- [Written exercise] Extract each line in the entries below that contains the string "head".

- [Raw data]
>>>

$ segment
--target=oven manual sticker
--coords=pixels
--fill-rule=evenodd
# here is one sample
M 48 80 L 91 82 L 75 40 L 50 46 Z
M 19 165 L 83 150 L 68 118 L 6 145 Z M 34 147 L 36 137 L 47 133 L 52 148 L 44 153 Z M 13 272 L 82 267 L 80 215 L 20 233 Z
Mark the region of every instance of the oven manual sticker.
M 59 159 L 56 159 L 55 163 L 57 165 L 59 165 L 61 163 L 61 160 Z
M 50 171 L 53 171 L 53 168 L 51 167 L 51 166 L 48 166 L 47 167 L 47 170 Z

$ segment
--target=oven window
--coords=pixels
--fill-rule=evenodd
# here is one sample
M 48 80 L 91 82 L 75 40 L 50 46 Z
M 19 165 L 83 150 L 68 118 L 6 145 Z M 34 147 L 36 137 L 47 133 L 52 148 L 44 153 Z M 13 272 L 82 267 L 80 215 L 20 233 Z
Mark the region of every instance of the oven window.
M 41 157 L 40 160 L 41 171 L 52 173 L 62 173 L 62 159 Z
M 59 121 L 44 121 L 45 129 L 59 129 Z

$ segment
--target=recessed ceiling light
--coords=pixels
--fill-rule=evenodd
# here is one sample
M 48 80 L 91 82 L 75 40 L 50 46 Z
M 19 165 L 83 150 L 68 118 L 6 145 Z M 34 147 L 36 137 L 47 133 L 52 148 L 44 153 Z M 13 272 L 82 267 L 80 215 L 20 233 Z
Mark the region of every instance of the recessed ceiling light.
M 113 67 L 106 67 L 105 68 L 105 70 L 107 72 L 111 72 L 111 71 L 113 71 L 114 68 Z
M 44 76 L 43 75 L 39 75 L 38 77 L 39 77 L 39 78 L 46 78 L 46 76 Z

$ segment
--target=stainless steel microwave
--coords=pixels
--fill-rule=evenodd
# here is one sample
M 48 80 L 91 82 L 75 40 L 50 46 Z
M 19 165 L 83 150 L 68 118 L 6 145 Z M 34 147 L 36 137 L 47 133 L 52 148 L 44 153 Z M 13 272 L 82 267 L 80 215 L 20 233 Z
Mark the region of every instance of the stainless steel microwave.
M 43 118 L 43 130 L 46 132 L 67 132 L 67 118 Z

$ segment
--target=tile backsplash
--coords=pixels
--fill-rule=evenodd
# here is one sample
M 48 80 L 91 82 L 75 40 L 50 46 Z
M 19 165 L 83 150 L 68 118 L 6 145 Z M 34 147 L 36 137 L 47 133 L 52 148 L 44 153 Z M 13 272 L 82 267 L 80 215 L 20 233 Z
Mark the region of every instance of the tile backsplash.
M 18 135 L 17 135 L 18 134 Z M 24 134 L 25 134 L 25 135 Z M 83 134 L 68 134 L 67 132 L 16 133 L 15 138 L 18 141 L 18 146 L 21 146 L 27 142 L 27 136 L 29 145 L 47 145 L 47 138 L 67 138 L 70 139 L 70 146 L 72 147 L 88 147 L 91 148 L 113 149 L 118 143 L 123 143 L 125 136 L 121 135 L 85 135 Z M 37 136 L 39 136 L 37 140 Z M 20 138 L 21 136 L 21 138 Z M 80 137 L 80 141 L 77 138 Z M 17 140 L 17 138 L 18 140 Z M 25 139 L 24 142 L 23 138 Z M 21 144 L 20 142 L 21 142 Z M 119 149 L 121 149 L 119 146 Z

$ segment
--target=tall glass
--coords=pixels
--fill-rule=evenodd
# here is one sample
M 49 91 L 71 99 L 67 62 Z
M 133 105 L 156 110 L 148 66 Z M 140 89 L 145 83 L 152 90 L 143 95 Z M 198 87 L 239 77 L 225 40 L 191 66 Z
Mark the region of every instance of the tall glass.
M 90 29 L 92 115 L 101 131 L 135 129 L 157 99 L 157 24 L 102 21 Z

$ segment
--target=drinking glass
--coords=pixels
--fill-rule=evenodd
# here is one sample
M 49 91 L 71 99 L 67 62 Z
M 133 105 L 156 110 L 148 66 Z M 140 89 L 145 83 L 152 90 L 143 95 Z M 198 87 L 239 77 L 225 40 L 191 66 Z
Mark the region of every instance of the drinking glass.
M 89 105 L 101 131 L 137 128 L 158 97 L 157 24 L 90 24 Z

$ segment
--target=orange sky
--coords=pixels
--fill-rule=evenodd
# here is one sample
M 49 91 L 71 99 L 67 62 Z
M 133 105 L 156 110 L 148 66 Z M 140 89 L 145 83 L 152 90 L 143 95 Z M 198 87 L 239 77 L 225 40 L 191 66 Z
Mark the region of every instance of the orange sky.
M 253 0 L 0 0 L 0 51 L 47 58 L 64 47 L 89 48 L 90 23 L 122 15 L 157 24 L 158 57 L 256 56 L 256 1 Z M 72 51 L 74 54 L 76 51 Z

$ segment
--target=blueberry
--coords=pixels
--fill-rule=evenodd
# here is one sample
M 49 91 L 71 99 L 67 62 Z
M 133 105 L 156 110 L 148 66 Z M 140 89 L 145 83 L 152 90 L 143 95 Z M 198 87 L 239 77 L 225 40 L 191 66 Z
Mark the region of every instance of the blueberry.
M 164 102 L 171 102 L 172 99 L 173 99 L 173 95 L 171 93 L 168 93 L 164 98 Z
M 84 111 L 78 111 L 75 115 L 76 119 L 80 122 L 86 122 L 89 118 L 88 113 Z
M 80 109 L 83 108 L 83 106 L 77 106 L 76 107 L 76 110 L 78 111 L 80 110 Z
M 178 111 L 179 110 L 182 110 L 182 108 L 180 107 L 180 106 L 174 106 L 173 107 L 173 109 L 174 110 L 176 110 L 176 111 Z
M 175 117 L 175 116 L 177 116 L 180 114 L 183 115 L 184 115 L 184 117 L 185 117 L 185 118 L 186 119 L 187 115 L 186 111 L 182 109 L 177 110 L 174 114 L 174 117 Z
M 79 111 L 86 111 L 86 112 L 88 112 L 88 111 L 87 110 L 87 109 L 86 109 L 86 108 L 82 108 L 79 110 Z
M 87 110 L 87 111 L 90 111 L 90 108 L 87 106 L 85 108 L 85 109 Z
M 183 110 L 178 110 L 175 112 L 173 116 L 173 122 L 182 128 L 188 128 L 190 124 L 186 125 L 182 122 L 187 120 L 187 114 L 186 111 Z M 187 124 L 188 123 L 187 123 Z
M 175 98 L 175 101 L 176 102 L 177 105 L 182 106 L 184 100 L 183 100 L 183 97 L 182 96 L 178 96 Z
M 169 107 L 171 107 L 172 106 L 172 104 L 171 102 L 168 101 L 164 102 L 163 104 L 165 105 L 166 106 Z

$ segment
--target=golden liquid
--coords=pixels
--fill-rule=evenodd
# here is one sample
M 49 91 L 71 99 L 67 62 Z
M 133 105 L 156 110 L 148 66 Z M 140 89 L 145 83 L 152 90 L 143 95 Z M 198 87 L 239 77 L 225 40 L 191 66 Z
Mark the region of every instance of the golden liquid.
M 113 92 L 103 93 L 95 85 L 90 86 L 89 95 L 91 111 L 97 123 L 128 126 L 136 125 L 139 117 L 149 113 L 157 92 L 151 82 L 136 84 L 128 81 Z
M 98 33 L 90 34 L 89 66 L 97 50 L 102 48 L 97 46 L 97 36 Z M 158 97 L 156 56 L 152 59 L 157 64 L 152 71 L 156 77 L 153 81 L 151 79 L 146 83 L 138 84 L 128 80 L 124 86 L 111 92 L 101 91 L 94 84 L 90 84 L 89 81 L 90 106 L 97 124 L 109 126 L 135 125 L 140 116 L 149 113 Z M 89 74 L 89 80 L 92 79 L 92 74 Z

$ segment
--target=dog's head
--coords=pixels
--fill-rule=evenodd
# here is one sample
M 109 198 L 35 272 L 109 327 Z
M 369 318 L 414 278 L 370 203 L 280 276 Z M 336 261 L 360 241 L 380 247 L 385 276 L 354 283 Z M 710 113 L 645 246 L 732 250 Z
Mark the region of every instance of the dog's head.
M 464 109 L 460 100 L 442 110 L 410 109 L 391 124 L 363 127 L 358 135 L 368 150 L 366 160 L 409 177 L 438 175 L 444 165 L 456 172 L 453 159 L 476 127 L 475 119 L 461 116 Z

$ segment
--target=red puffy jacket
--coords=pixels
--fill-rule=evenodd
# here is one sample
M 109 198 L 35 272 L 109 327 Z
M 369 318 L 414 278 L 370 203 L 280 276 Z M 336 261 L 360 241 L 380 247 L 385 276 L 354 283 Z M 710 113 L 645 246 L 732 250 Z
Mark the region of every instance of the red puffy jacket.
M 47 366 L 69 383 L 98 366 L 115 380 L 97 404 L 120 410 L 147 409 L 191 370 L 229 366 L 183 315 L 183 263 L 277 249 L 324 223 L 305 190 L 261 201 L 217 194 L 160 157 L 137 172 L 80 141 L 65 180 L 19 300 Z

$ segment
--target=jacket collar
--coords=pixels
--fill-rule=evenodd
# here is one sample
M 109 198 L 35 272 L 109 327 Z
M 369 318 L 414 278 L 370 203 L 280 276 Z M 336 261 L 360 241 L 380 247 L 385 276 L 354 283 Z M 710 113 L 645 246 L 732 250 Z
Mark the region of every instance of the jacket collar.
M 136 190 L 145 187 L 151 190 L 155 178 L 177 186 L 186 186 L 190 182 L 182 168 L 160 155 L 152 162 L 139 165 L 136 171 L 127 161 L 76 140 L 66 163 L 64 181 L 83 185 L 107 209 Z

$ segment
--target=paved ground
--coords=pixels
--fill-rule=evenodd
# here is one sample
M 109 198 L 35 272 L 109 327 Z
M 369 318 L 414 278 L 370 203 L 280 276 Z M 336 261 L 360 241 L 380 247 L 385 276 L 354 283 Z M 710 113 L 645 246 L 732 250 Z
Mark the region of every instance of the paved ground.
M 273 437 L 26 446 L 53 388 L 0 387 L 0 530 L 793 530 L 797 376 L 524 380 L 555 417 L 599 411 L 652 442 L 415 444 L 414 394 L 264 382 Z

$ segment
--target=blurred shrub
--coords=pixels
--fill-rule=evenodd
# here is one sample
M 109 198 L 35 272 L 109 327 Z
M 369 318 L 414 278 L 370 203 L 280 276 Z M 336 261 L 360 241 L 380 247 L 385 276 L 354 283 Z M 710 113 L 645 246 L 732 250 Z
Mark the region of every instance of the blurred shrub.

<<<

- [Answer in full]
--target=dog's head
Mark the region of every instance of the dog's head.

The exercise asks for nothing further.